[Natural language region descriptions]
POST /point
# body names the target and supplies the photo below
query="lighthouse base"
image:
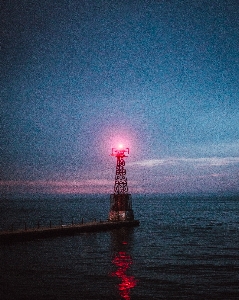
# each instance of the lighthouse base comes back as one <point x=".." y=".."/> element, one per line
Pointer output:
<point x="121" y="207"/>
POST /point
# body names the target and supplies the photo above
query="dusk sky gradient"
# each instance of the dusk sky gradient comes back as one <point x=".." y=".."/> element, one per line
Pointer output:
<point x="79" y="77"/>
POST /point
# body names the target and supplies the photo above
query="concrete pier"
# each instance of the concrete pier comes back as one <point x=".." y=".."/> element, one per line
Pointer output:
<point x="62" y="230"/>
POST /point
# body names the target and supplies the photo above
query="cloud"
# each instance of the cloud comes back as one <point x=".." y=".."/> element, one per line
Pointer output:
<point x="197" y="162"/>
<point x="57" y="187"/>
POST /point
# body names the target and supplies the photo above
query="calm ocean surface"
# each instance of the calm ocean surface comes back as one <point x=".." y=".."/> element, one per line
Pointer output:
<point x="186" y="247"/>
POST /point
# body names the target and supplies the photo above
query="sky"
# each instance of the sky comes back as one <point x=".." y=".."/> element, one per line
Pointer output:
<point x="79" y="77"/>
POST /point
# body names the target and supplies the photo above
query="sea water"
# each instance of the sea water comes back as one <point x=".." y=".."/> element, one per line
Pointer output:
<point x="186" y="247"/>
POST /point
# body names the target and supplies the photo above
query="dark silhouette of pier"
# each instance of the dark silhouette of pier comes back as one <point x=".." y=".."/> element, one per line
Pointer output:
<point x="61" y="230"/>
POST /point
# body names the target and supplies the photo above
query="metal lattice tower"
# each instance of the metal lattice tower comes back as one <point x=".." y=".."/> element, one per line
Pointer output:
<point x="120" y="201"/>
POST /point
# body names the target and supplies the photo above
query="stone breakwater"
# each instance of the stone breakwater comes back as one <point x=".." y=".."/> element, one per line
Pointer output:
<point x="62" y="230"/>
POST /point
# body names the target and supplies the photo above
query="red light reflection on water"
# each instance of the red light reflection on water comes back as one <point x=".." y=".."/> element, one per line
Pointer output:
<point x="123" y="261"/>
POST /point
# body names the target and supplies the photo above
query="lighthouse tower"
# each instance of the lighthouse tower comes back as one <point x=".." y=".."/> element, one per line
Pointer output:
<point x="121" y="200"/>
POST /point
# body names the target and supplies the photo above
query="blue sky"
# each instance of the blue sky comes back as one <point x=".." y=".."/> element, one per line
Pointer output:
<point x="79" y="77"/>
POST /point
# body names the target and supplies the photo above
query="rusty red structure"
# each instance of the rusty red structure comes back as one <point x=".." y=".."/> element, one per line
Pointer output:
<point x="121" y="200"/>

Prompt: Go through the entries and retype them exactly, except for the images.

Completed task:
POST /point
# body names the target and supplies the photo below
query="lighthouse base"
image:
# each instance of the lighthouse base comes back as one <point x=".." y=".."/> element, one per line
Pointer output:
<point x="121" y="207"/>
POST /point
# body names the target and supplies the photo above
query="dusk sky gradient"
# each instance of the dusk sky gradient comes back as one <point x=".." y=".."/> element, one per line
Pointer output:
<point x="79" y="77"/>
POST /point
# body names the target and supplies the photo above
query="concrete pier"
# each instance of the concrete pier comes back as one <point x=".." y=".."/> element, one per line
Pointer output:
<point x="62" y="230"/>
POST /point
# body names the target and supplies the photo above
query="cloud"
# each instance of the cloud comes back as one <point x=".." y=".."/> element, one per line
Pointer output:
<point x="197" y="162"/>
<point x="57" y="187"/>
POST /point
# body names the target and supplies the photo above
query="calm ocean surface"
# each instance of the calm ocean surface comes back as one <point x=".." y=".."/> element, one per line
Pointer output:
<point x="186" y="247"/>
POST /point
# body names the target and supplies the photo above
query="sky"
# each instance of the sky comes back as one <point x=".." y=".."/> element, one per line
Pointer output:
<point x="79" y="77"/>
POST /point
# body names the target and supplies the photo above
query="sea water"
# each instance of the sea water comes back as one <point x=".." y=".."/> element, one per line
Pointer output:
<point x="186" y="247"/>
POST /point
# body names the target and supplies the photo above
query="dark silhouette of pier"
# each instance of the dark silhouette of pier comes back as one <point x=".." y=".."/> element, one per line
Pointer output:
<point x="61" y="230"/>
POST /point
# body names the target and supplies the photo above
query="metal lattice tower"
# each instance of the metal lattice tower comes back as one <point x=".." y=".."/> element, one per line
Pointer output:
<point x="120" y="201"/>
POST /point
# body names the target and supplies the photo above
query="stone breakwater"
# each instance of the stone breakwater comes back as one <point x=".." y=".."/> element, one per line
Pointer output:
<point x="62" y="230"/>
POST /point
# body names the target and supplies the photo above
query="red light reflection on water"
# each instance of the red light reflection on water comes back as one <point x=".." y=".."/> element, one per line
Pointer output:
<point x="123" y="261"/>
POST /point
# body names the target and supplies the photo above
query="lighthouse tower"
# each instance of the lighthouse tower comes back as one <point x=".." y=".."/> element, one per line
Pointer output:
<point x="121" y="200"/>
POST /point
# body names the target and supplies the photo above
query="blue sky"
# each instance of the blue sky comes back as one <point x=".." y=".."/> element, one per line
Pointer output:
<point x="79" y="77"/>
POST /point
# body names the target and supplies the photo above
query="rusty red structure"
# each instance of the rusty red structure comes back as one <point x=".." y=".."/> element, one per line
Pointer output:
<point x="121" y="200"/>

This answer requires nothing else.